# What the task asks
In the passage on story and character below, swap "artists" for "makers" and write out the stretch from "That’s like asking: What’s" through "of the word.".

# Extract to read
+---+
Question: What’s more important—story or character?
That’s like asking: What’s more important—your heart or your lungs?
What’s important about all art, in all forms of expression, is not the way the various components separate but how they synthesize one another. Scientists take things apart; artists put them together.
Shattering phenomena into their diverse components, the process that lies at the heart of the analytical mindset, surely occupies an important place in our lives. Art, however, is not that place. What’s significant in writing is not the way story and character diverge but how they meet.
Analysis is not for artists but for critics; consider the first four letters of the word.
My pal Prof. Andrew Horton from the University of Oklahoma has written a splendid book called Writing the Character Centered Screenplay. With all due respect to Andy, I would call it Writing the Good Screenplay. What value has any narrative if its center is not character, in particular its lead character, the protagonist? Note that the great classics of dramatic narratives from their inception on the ancient Greek stage through Shakespeare and into the contemporary era are named more often than not for their protagonist: Agamemnon, Oedipus Rex, Lysistrata, Hamlet, Macbeth, King Lear, Julius Caesar, Richard III, ad infinitum.
This is every bit as true for many worthy films: Milk, The Godfather, Bonnie and Clyde, Thelma and Louise, Annie Hall, The Graduate, Citizen Kane and scores—hundreds!—of others.
There are no good stories without strong characters; and no character can be strong outside the context of a well turned story. What, after all, is a character except the sum total of the actions she takes and the dialogue she speaks?
+---+
# Supplied material
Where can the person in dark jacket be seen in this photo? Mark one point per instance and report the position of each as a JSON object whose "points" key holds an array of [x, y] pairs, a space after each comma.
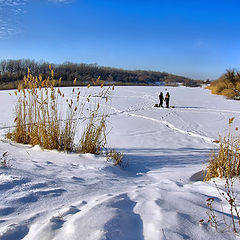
{"points": [[161, 98], [167, 99]]}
+---+
# Exercise solution
That’s like asking: What’s more important—your heart or your lungs?
What’s important about all art, in all forms of expression, is not the way the various components separate but how they synthesize one another. Scientists take things apart; makers put them together.
Shattering phenomena into their diverse components, the process that lies at the heart of the analytical mindset, surely occupies an important place in our lives. Art, however, is not that place. What’s significant in writing is not the way story and character diverge but how they meet.
Analysis is not for makers but for critics; consider the first four letters of the word.